Once the pictures are set aside, retype the remaining entries exactly.

DATASET EXTRACT: Begin

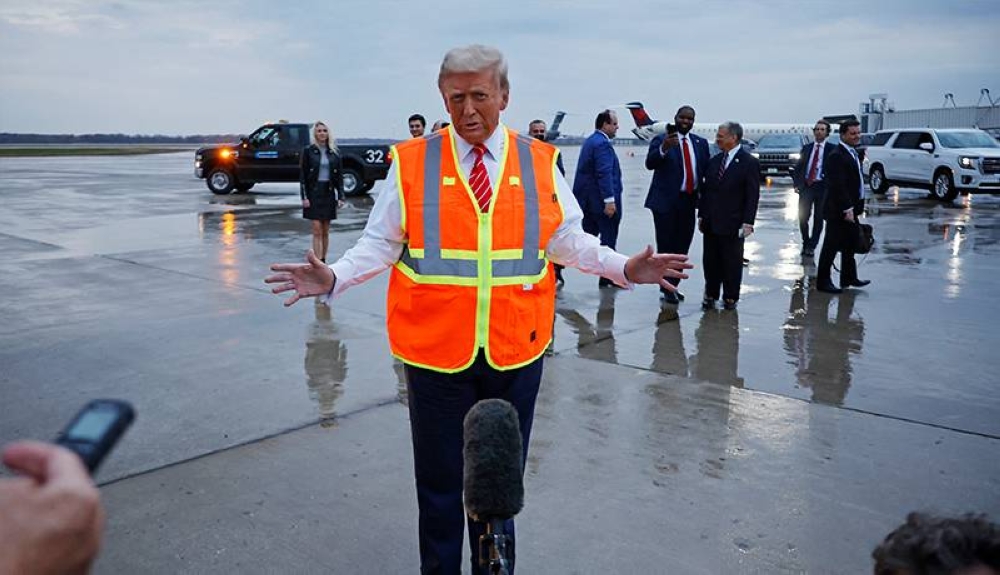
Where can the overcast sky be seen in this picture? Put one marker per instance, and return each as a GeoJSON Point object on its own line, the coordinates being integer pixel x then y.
{"type": "Point", "coordinates": [178, 67]}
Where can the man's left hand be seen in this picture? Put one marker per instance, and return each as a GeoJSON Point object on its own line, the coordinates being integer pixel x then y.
{"type": "Point", "coordinates": [648, 267]}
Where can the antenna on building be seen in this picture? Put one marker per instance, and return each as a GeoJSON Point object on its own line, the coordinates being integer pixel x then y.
{"type": "Point", "coordinates": [985, 92]}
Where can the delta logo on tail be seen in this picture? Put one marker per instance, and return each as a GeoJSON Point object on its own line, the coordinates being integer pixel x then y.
{"type": "Point", "coordinates": [647, 128]}
{"type": "Point", "coordinates": [552, 134]}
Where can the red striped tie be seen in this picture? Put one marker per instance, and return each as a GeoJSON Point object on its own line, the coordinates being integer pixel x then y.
{"type": "Point", "coordinates": [479, 180]}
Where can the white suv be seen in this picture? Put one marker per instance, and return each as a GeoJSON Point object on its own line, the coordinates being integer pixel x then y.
{"type": "Point", "coordinates": [945, 161]}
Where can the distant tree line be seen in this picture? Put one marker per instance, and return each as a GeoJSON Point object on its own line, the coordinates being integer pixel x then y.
{"type": "Point", "coordinates": [11, 138]}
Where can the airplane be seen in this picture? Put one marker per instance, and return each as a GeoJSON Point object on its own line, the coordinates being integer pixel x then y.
{"type": "Point", "coordinates": [646, 128]}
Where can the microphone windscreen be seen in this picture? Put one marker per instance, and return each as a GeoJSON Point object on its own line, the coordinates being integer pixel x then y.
{"type": "Point", "coordinates": [493, 478]}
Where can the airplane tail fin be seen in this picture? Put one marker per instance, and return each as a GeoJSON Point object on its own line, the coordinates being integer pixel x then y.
{"type": "Point", "coordinates": [553, 132]}
{"type": "Point", "coordinates": [639, 114]}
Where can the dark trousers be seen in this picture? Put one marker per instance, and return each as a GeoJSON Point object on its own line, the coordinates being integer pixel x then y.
{"type": "Point", "coordinates": [836, 238]}
{"type": "Point", "coordinates": [605, 228]}
{"type": "Point", "coordinates": [675, 228]}
{"type": "Point", "coordinates": [811, 204]}
{"type": "Point", "coordinates": [722, 258]}
{"type": "Point", "coordinates": [438, 403]}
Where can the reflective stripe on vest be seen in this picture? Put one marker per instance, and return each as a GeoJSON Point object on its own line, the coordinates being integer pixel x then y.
{"type": "Point", "coordinates": [431, 262]}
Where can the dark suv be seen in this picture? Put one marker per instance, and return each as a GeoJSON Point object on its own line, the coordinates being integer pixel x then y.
{"type": "Point", "coordinates": [271, 154]}
{"type": "Point", "coordinates": [778, 153]}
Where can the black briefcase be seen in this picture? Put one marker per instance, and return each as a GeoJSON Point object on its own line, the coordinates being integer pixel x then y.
{"type": "Point", "coordinates": [861, 238]}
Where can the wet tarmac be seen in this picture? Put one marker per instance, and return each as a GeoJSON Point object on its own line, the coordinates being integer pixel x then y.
{"type": "Point", "coordinates": [709, 442]}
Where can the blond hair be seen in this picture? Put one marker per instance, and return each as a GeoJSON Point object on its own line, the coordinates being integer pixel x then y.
{"type": "Point", "coordinates": [330, 142]}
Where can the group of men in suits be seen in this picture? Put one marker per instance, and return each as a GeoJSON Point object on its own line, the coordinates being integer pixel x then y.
{"type": "Point", "coordinates": [828, 180]}
{"type": "Point", "coordinates": [719, 195]}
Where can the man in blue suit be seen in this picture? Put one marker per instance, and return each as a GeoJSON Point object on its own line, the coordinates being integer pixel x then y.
{"type": "Point", "coordinates": [598, 184]}
{"type": "Point", "coordinates": [678, 160]}
{"type": "Point", "coordinates": [810, 184]}
{"type": "Point", "coordinates": [727, 211]}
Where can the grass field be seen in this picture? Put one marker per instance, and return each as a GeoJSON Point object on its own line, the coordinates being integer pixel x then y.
{"type": "Point", "coordinates": [85, 151]}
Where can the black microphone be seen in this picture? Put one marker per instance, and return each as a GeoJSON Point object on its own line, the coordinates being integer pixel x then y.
{"type": "Point", "coordinates": [493, 478]}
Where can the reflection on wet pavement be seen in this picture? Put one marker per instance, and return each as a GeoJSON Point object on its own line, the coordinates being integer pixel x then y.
{"type": "Point", "coordinates": [325, 364]}
{"type": "Point", "coordinates": [821, 348]}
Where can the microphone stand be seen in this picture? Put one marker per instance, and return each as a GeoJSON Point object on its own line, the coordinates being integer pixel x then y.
{"type": "Point", "coordinates": [493, 548]}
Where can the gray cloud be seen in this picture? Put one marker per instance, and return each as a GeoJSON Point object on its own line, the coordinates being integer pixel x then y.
{"type": "Point", "coordinates": [226, 66]}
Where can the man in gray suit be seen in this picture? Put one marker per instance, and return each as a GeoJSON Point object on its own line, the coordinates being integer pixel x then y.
{"type": "Point", "coordinates": [810, 185]}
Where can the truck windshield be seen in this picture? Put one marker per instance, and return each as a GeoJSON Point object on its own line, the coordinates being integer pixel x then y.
{"type": "Point", "coordinates": [780, 141]}
{"type": "Point", "coordinates": [967, 140]}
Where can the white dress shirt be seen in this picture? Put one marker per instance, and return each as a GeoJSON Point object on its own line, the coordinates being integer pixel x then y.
{"type": "Point", "coordinates": [728, 159]}
{"type": "Point", "coordinates": [381, 243]}
{"type": "Point", "coordinates": [686, 139]}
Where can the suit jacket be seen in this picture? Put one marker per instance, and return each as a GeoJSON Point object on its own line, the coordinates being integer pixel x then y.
{"type": "Point", "coordinates": [598, 174]}
{"type": "Point", "coordinates": [726, 204]}
{"type": "Point", "coordinates": [843, 185]}
{"type": "Point", "coordinates": [805, 157]}
{"type": "Point", "coordinates": [668, 172]}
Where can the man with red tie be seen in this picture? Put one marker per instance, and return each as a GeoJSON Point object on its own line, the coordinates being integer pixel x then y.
{"type": "Point", "coordinates": [678, 160]}
{"type": "Point", "coordinates": [810, 184]}
{"type": "Point", "coordinates": [468, 221]}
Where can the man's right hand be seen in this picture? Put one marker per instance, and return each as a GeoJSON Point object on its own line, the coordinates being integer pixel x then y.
{"type": "Point", "coordinates": [52, 519]}
{"type": "Point", "coordinates": [670, 141]}
{"type": "Point", "coordinates": [310, 279]}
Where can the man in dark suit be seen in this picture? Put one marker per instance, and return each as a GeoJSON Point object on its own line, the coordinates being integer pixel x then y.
{"type": "Point", "coordinates": [726, 213]}
{"type": "Point", "coordinates": [598, 184]}
{"type": "Point", "coordinates": [811, 185]}
{"type": "Point", "coordinates": [844, 203]}
{"type": "Point", "coordinates": [678, 160]}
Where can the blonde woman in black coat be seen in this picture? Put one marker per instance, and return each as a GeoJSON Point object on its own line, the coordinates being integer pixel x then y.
{"type": "Point", "coordinates": [320, 186]}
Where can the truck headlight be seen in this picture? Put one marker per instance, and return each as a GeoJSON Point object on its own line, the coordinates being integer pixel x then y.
{"type": "Point", "coordinates": [967, 162]}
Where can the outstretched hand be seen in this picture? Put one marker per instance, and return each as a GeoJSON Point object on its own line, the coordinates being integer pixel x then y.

DATASET EXTRACT: End

▶ REPLY TO THE EXERCISE:
Where can the overcast sky be seen in this picture? Put one marker per instance, and return each as a GeoJSON Point object on its own line, the coordinates being integer pixel x then y.
{"type": "Point", "coordinates": [178, 67]}
Where can the man's left hand be seen in this picture? Put one marker per instance, and return each as a GeoJSON Point object on its own line, the coordinates being integer pixel x then y.
{"type": "Point", "coordinates": [648, 267]}
Where can the antenna on building be seen in this picture? Put one marker per instance, and return each as a GeoJSON Point object on its own line, the coordinates being integer pixel x then y.
{"type": "Point", "coordinates": [985, 92]}
Where can the delta logo on tail be seen in this picture? Put one marker per instance, and return each as a GeoJSON Point object on its own line, the coordinates being integer pixel x then y.
{"type": "Point", "coordinates": [647, 128]}
{"type": "Point", "coordinates": [552, 134]}
Where can the red striped tie be seen in this picture? Put one marker per instance, and return each as a GeoJSON Point object on its own line, the coordinates being integer pixel x then y.
{"type": "Point", "coordinates": [479, 180]}
Where can the white suv be seen in this picture? Put one marker per instance, and return each as a GeoJSON Point object on its own line, the coordinates being integer pixel x then y.
{"type": "Point", "coordinates": [945, 161]}
Where can the distant tree line be seen in this picture? Put one marker per instance, and return each as a GeoJSON Point object on its own line, the coordinates being integer pixel x then y.
{"type": "Point", "coordinates": [11, 138]}
Where can the airplane be seen in this picture? Put one marker per instance, and return each as a GeoJSON Point object on its own line, the coordinates being integer pixel x then y.
{"type": "Point", "coordinates": [646, 128]}
Where can the microphone windscreen be seen in this picture? Put one marker per instance, and return each as a GeoJSON Point object on its own line, the coordinates being integer pixel x then y.
{"type": "Point", "coordinates": [493, 478]}
Where can the airplane tail fin be seen in this picture? Put one marker per instance, and return each as a GeoJSON Point object on its own line, the coordinates being integer pixel x then y.
{"type": "Point", "coordinates": [553, 132]}
{"type": "Point", "coordinates": [639, 114]}
Where can the dark trousers be seen in this picture? Put one marker per instance, and return each as a GeoJSON Point object on its own line, the coordinates being integer pixel x then y.
{"type": "Point", "coordinates": [836, 238]}
{"type": "Point", "coordinates": [605, 228]}
{"type": "Point", "coordinates": [675, 228]}
{"type": "Point", "coordinates": [811, 204]}
{"type": "Point", "coordinates": [722, 258]}
{"type": "Point", "coordinates": [438, 403]}
Where can the reflective stripe on vest be seen in this picture? Put one marker per instance, and return each as a GeoJSON Point object on its own line, the coordinates being integer pixel x then y.
{"type": "Point", "coordinates": [431, 262]}
Where can the dark suv be seen in this picture? Put one marker per instance, and return each as a GeoJSON Point object on its own line, the coordinates being integer pixel x then y.
{"type": "Point", "coordinates": [271, 154]}
{"type": "Point", "coordinates": [778, 153]}
Where can the black briefcase be seen in this picture? Put one marker per instance, and return each as a GeoJSON Point object on its own line, the coordinates being integer pixel x then y.
{"type": "Point", "coordinates": [861, 238]}
Where can the wet tarmac be seen in this picture? Put one marker per instance, and return each as a GeoJSON Point object on its own line, the coordinates being integer pixel x then y.
{"type": "Point", "coordinates": [709, 442]}
Where can the blond hair be seen in this picture? Put one marker per instance, and return each as a GeoJSON Point object on its own line, the coordinates being integer pixel x then y.
{"type": "Point", "coordinates": [330, 142]}
Where can the group of men in suits be seen in this picture? Put one marker per instance, and return each as a GeoJSON Point object on its own line, the coordinates being integer pixel x then y.
{"type": "Point", "coordinates": [828, 180]}
{"type": "Point", "coordinates": [719, 195]}
Where can the man in blue suit be seen in this picture? Put one marker per instance, and return each as a GeoJSON Point object on its own line, the coordinates being integer pixel x then y.
{"type": "Point", "coordinates": [598, 184]}
{"type": "Point", "coordinates": [678, 160]}
{"type": "Point", "coordinates": [810, 184]}
{"type": "Point", "coordinates": [727, 211]}
Where can the grass field be seen in this picture? Put one marker per instance, and return each as a GeoJSON Point object on its own line, the coordinates being integer pixel x then y.
{"type": "Point", "coordinates": [85, 151]}
Where can the black microphone be seen in this picture? Put one marker per instance, and return each as a GeoJSON Point object on its own line, the coordinates being integer pixel x then y.
{"type": "Point", "coordinates": [493, 478]}
Where can the reflection on wet pavement be seen in this picture? Put one marker per instance, and return each as a GeoJSON Point object on its own line, the coordinates being integer pixel x then y.
{"type": "Point", "coordinates": [325, 364]}
{"type": "Point", "coordinates": [821, 348]}
Where can the microphone stand be seen in this picture? Put one marker per instance, and return each as a GeoJSON Point object on its own line, the coordinates being integer pixel x then y.
{"type": "Point", "coordinates": [493, 548]}
Where can the gray cloud be seen in this picture? Put one marker per instance, and return each as a GeoJSON Point object on its own line, the coordinates being integer pixel x then y.
{"type": "Point", "coordinates": [226, 66]}
Where can the man in gray suit be seen in this picture? Put one marker per instance, and return each as a GeoJSON Point object on its own line, the coordinates being integer pixel x then y.
{"type": "Point", "coordinates": [810, 185]}
Where can the truck windshield be seen in this picture? Put one marker per instance, and return each as a GeoJSON Point object on its own line, the coordinates being integer pixel x then y.
{"type": "Point", "coordinates": [780, 141]}
{"type": "Point", "coordinates": [967, 140]}
Where can the white dress shirt be seen in this picture? Put one marker per instance, and return each as a GeoJSON Point object on its own line, the coordinates being integer pixel x then y.
{"type": "Point", "coordinates": [728, 159]}
{"type": "Point", "coordinates": [381, 243]}
{"type": "Point", "coordinates": [686, 139]}
Where can the suit jacket be seen in this picture? Put one marker per instance, and return each as a GeoJSON Point object on its own line, the coordinates being integer pixel x then y.
{"type": "Point", "coordinates": [598, 174]}
{"type": "Point", "coordinates": [726, 204]}
{"type": "Point", "coordinates": [843, 185]}
{"type": "Point", "coordinates": [805, 157]}
{"type": "Point", "coordinates": [668, 172]}
Where can the man with red tie be seen in this picture? Put one marker per instance, and return each as a GeoJSON Point object on its own line, the coordinates being integer pixel x then y.
{"type": "Point", "coordinates": [678, 160]}
{"type": "Point", "coordinates": [810, 184]}
{"type": "Point", "coordinates": [468, 221]}
Where can the man's right hand be seen in this picture? Put one marker per instance, and return each as a GeoJSON Point object on its own line, the coordinates being integer pixel x then y.
{"type": "Point", "coordinates": [52, 519]}
{"type": "Point", "coordinates": [670, 141]}
{"type": "Point", "coordinates": [310, 279]}
Where can the man in dark suit be seen in this picture? Put one marker per instance, and return each as a GeoJSON Point object on its own line, the coordinates being integer pixel x then y.
{"type": "Point", "coordinates": [726, 213]}
{"type": "Point", "coordinates": [598, 184]}
{"type": "Point", "coordinates": [811, 185]}
{"type": "Point", "coordinates": [844, 203]}
{"type": "Point", "coordinates": [678, 160]}
Where can the blonde woman in black coat be seen in this picture? Put one marker per instance, and return each as a GeoJSON Point object on its own line, the coordinates being integer pixel x then y.
{"type": "Point", "coordinates": [320, 186]}
Where can the truck headlight be seen in this picture? Put one marker per instance, and return each as a GeoJSON Point object on its own line, the coordinates being integer pixel x then y.
{"type": "Point", "coordinates": [967, 162]}
Where can the outstretched hand be seen in this picture? Put one marker per instance, and return each as a GeoJSON Point object on its own line, the coordinates being integer pixel x then y.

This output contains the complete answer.